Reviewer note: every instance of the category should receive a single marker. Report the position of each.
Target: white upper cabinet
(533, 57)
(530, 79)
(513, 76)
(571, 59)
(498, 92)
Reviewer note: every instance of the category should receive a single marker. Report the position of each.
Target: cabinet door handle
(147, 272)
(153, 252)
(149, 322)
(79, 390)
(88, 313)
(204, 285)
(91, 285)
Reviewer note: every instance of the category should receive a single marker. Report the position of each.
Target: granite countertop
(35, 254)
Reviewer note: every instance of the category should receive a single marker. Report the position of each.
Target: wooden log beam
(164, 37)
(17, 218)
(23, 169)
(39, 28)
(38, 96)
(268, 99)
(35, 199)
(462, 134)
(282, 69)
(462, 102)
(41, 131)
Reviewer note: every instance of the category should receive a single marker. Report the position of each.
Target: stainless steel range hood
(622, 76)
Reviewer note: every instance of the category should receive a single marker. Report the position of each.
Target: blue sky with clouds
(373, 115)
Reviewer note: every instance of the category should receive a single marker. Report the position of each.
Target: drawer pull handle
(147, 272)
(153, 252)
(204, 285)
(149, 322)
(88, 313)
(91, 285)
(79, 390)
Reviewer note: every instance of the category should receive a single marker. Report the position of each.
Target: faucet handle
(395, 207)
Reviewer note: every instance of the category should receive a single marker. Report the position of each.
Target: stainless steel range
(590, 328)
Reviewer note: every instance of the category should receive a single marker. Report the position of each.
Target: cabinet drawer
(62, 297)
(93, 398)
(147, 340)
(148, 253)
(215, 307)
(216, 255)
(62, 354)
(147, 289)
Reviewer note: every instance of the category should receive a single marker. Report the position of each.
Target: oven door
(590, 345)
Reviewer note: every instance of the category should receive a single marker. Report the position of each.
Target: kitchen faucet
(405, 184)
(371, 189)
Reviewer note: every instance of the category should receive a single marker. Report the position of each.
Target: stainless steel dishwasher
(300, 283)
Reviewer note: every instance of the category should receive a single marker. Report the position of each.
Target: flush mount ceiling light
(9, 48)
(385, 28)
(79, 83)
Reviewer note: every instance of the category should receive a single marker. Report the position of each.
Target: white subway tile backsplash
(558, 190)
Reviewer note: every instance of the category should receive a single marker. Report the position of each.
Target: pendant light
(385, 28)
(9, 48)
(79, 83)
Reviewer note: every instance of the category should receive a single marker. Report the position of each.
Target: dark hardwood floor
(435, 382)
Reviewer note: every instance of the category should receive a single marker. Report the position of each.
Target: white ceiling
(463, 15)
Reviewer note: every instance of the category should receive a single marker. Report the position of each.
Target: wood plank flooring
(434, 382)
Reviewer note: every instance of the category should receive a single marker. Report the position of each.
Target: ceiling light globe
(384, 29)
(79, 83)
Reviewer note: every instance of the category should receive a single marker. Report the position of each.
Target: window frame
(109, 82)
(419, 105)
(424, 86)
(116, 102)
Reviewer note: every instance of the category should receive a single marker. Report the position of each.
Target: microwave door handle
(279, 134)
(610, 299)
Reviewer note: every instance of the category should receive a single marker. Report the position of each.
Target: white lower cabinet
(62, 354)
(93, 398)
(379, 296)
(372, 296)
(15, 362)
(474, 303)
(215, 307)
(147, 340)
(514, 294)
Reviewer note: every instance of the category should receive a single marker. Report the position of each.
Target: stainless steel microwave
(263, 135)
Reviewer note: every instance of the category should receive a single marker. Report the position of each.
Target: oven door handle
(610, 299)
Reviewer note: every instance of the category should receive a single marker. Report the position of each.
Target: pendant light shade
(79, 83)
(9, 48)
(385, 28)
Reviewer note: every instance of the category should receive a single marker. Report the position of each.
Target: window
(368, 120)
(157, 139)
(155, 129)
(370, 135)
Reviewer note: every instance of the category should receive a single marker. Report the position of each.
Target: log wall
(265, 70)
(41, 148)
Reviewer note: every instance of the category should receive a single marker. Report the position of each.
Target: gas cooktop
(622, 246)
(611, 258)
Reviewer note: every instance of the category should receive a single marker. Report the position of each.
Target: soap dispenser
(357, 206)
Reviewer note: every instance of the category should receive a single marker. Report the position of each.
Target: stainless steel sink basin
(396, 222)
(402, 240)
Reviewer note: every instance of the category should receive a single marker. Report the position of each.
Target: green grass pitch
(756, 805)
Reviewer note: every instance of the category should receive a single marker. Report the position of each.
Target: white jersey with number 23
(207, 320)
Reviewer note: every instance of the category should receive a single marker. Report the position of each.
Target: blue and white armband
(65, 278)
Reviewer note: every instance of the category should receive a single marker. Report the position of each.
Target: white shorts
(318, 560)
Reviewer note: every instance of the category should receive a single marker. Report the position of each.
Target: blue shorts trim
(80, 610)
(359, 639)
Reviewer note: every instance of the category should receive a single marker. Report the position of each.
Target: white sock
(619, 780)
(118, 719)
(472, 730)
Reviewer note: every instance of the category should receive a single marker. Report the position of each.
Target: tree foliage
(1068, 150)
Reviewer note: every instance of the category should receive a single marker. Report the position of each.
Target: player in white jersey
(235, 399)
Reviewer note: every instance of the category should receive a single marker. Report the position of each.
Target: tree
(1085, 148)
______
● WHAT YOU ARE ASKED TO DO: Copy out each entry once more, character for character.

● RESPONSE AREA:
Reviewer note: every instance of the category should receive a single marker. Report the position of each.
Target: white upper cabinet
(533, 57)
(530, 79)
(513, 76)
(571, 59)
(498, 92)
Reviewer note: every instance of the category should receive a single marker. Report the position of each.
Target: cabinet door handle
(147, 272)
(153, 252)
(149, 322)
(79, 390)
(88, 313)
(204, 285)
(91, 285)
Reviewer note: every instance of the category should receive a single marker. Report the position of each.
Target: granite countertop
(35, 254)
Reviewer note: every instance of the category should receive a single marker. Report the position of each.
Target: wooden log beam
(164, 37)
(17, 218)
(23, 169)
(39, 28)
(38, 96)
(268, 99)
(35, 199)
(462, 134)
(282, 69)
(462, 102)
(41, 131)
Reviewer note: every instance of the category should receive a single marker. Report the position of each.
Target: stainless steel range hood
(622, 76)
Reviewer note: every instance of the category should receive a single marker. Report the position of each.
Target: blue sky with clouds
(373, 115)
Reviewer note: every instance of the category should receive a single marker. Report the position of each.
Target: drawer pull handle
(147, 272)
(153, 252)
(204, 285)
(149, 322)
(88, 313)
(91, 285)
(79, 390)
Reviewer note: every instance of the category should receive a single marker. Report the position of each.
Target: faucet handle
(395, 207)
Reviewer note: every instance of the category should receive a single marker. Report the position of each.
Target: stainless steel range
(590, 328)
Reviewer note: every instance of the category should receive a single marker. Report the position of each.
Target: cabinet drawer
(62, 297)
(93, 398)
(147, 340)
(148, 253)
(215, 307)
(216, 255)
(62, 354)
(147, 289)
Reviewer note: every instance of the category should receive a single marker. Report the position of each.
Target: oven door
(590, 345)
Reviewer note: every instance of the category should receive a single marker. Report the position of each.
Target: kitchen faucet
(405, 184)
(371, 189)
Reviewer note: every instance of the category should receive a single marker. Report the position of each.
Target: stainless steel dishwasher
(300, 283)
Reviewer note: every instance of the category should receive a single marker. Report the position of each.
Target: flush mount ceiling light
(9, 48)
(385, 28)
(79, 83)
Reviewer note: every instance of the category should receive a single marker. Report the position of each.
Target: white subway tile backsplash
(558, 190)
Reviewer note: every instance of the category should receive a single marker. Report the position of each.
Target: pendant light
(385, 28)
(9, 48)
(79, 83)
Reviewer note: every instance of the category should receive a single marker. Report the position of each.
Target: dark hardwood floor
(435, 382)
Reviewer note: every instance of the category should receive a single marker. Report the position of each.
Target: white ceiling
(463, 15)
Reviewer note: every instance of the category should receive a single marker. Report the position of each.
Target: wood plank flooring
(434, 382)
Reviewer note: every instance of the category should receive a single marker. Report the position of each.
Target: ceiling light globe
(384, 29)
(79, 83)
Reviewer note: every instance of the category should receive a single marker. Report the position of each.
Target: window frame
(109, 82)
(419, 105)
(424, 86)
(116, 102)
Reviewer note: every instance of the category should receive a single marker. Report the position of each.
Target: microwave door handle
(279, 134)
(610, 299)
Reviewer note: every instance of the category should receive a single marker. Report the position of each.
Target: white lower cabinet
(62, 354)
(93, 398)
(379, 296)
(372, 296)
(15, 362)
(474, 303)
(215, 307)
(147, 340)
(514, 294)
Reviewer note: every instance of the category should receive a single marker. Report the position of each.
Target: stainless steel microwave
(263, 135)
Reviewer note: every instance of the category should receive a single marker. Report the position of each.
Target: oven door handle
(610, 299)
Reviewer note: every instance of the category should receive a single marker. Report the position of each.
Target: pendant light shade
(79, 83)
(9, 48)
(385, 28)
Reviewer note: every instance of the category should receive a single marker. Report the position of each.
Target: window
(368, 120)
(157, 139)
(155, 129)
(370, 135)
Reviewer note: every instance of the category should receive a single marker. Report the position of each.
Target: log wall
(265, 70)
(41, 148)
Reviewer note: every instance of the category should receive a single marker. Report the position of each.
Target: gas cooktop
(622, 246)
(611, 258)
Reviewer note: every instance of the category should receive a single marker. Report the position of each.
Target: soap dispenser
(357, 206)
Reviewer note: every instance of the category should receive a single marker. Report the position of each.
Target: stainless steel sink basin
(396, 222)
(402, 240)
Reviewer note: every instance of the category should receive a single marker. Report the position of each.
Target: green grass pitch
(756, 805)
Reviewer note: every instance of the category should receive a single marker. Report the position of each.
Target: white jersey with number 23
(207, 320)
Reviewer note: every instance of the category should receive a single marker. Report the position of each.
Target: blue and white armband
(65, 278)
Reviewer note: every instance of the category should receive a single marker. Report the position of each.
Target: white shorts
(318, 560)
Reviewer note: every instance of the category should receive a single marker. Report the position of each.
Target: blue shorts trim
(80, 610)
(359, 639)
Reviewer note: every instance of the category should receive a single marker. Report the position of each.
Target: white sock
(619, 780)
(118, 719)
(472, 730)
Reviewer note: every instance of the category should receive a single marker. Report the position of each.
Target: tree foliage
(1068, 150)
Reviewer note: every instance of the category should receive a single marker. Report the position of each.
Target: player in white jersey
(235, 399)
Reviewer note: every instance of the category should receive a single marker. Report the position of each.
Target: tree
(1085, 148)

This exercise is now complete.